■ **Source text**
# What is your favorite meal to cook.



## Todd Peddle (Sep 23, 2011)

For me its hands down Chilli. I have been cooking this for many years now and almost have it to perfection.
I also like to BBQ as well. Over charcoal of course.
So what is your favorite meal to cook?


----------



## David_ESM (May 11, 2011)

Dinner... :drum:

I make a chili only once a year for the Superbowl. Takes me the better part of 2 days to prepare and make. But it is fantastic.

For more normal cooking periods... Beef... In all its beautiful forms. This is a red meat house, we eat a lot of it in many different ways. Love experimenting, different methods, spices, flavors.


----------



## Desertlifter (Feb 22, 2011)

Toss-up between Oaxacan style ribs with guacamole and gyros souvlaki.

Big time food nerd - I LOVE cooking.


----------



## bcannon87 (Sep 8, 2010)

BBQ for me! Low and slow baby!


----------



## mturnmm (May 18, 2011)

Cream of tomato soup


----------



## Fuzzy (Jun 19, 2011)

I like to make red gravy, Italian style. Takes all day to prepare and you know when it is done when the meat of a pork thick chop falls off the bone.

That or for a quick meal, red-eye gravy poured over fried country ham.


----------



## Hermit (Aug 5, 2008)

Peanut butter 'n jelly sammich.

(Data drawn from a collection)
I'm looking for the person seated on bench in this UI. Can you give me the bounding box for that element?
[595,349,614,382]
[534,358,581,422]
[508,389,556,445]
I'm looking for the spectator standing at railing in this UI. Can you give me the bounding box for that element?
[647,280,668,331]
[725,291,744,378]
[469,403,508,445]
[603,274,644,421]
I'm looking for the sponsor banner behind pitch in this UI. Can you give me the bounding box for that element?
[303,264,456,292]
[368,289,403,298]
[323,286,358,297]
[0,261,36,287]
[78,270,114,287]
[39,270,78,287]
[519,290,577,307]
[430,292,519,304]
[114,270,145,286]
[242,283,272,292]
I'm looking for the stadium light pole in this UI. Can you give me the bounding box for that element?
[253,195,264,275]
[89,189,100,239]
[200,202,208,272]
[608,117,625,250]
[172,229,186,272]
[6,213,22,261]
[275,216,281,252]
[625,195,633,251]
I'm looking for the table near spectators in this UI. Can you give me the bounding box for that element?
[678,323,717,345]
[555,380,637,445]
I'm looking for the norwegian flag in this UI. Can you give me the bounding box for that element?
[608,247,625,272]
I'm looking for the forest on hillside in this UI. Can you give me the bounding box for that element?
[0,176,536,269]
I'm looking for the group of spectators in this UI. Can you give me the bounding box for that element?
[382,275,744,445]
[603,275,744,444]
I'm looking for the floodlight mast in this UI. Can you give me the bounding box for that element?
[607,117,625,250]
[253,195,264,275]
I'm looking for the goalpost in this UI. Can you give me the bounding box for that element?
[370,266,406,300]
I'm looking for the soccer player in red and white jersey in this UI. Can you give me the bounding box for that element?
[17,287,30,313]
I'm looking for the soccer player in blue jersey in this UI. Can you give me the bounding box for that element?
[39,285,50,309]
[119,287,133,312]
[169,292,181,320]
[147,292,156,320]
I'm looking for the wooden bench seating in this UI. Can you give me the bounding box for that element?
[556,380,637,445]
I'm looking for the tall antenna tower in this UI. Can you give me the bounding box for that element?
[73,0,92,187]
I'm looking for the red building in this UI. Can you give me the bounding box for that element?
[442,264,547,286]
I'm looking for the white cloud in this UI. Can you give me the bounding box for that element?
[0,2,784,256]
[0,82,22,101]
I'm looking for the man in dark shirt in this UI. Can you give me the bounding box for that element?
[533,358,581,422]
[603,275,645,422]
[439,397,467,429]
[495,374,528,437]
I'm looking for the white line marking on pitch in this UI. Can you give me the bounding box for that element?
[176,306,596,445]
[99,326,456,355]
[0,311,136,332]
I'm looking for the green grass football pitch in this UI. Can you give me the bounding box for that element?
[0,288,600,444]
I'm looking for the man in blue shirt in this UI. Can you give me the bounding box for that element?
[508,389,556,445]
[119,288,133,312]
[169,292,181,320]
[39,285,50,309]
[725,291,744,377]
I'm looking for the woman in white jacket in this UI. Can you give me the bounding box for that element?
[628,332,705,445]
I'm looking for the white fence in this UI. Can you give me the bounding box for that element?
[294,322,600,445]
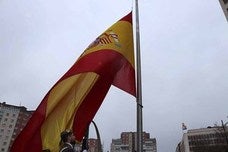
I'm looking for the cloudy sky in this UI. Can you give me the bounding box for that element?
[0,0,228,152]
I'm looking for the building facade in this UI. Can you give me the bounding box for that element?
[0,102,33,152]
[111,132,157,152]
[176,126,228,152]
[219,0,228,21]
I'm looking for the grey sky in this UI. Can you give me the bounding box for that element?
[0,0,228,152]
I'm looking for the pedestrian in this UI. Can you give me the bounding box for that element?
[60,131,75,152]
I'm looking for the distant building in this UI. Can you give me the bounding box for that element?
[176,126,228,152]
[219,0,228,21]
[0,102,33,152]
[88,138,99,152]
[111,132,157,152]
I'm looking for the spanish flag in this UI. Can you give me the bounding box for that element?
[11,13,136,152]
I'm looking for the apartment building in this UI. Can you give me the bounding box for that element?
[0,102,33,152]
[111,132,157,152]
[176,126,228,152]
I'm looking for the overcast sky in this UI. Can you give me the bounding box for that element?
[0,0,228,152]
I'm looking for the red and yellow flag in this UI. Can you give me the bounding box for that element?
[11,13,136,152]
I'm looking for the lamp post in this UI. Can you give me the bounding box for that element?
[221,120,228,145]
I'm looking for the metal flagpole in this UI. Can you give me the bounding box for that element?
[135,0,143,152]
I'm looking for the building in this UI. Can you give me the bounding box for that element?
[219,0,228,21]
[88,138,99,152]
[111,132,157,152]
[176,126,228,152]
[0,102,33,152]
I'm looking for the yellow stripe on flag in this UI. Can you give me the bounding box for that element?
[41,72,99,151]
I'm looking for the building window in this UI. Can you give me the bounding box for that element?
[223,0,228,4]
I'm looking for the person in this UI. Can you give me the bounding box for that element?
[60,131,75,152]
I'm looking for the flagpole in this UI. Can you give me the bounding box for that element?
[135,0,143,152]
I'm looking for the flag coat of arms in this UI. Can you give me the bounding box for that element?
[11,13,136,152]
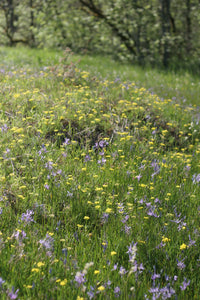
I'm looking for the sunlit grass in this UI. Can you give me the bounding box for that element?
[0,48,200,299]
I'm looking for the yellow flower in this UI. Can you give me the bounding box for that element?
[180,243,187,250]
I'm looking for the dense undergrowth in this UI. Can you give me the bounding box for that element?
[0,51,200,300]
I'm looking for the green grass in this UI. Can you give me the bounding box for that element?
[0,48,200,300]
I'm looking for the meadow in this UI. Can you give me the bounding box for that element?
[0,48,200,300]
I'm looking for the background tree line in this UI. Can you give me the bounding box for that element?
[0,0,200,69]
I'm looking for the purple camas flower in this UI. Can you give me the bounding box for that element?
[177,259,186,270]
[63,138,70,145]
[21,209,34,224]
[151,273,160,280]
[8,287,19,299]
[1,124,8,132]
[0,277,5,288]
[180,278,190,291]
[85,154,91,162]
[75,272,86,286]
[39,233,54,250]
[114,286,121,297]
[119,266,127,276]
[192,174,200,184]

■ **Problems and tasks**
1. For each statement, answer yes or no according to the thread on favorite meals to cook, and quote the exact words that decide it. (a) David_ESM makes chili once a year for the Superbowl. (b) Todd Peddle barbecues over gas. (c) Fuzzy's red gravy takes about an hour to prepare.
2. Give the username of every person who posts in the thread on favorite meals to cook.
None of the listing is needed for this work.

■ **Solutions by task**
1.
(a) Yes: "I make a chili only once a year for the Superbowl."
(b) No: "Over charcoal of course."
(c) No: "Takes all day to prepare"

2. Todd Peddle, David_ESM, Desertlifter, bcannon87, mturnmm, Fuzzy, Hermit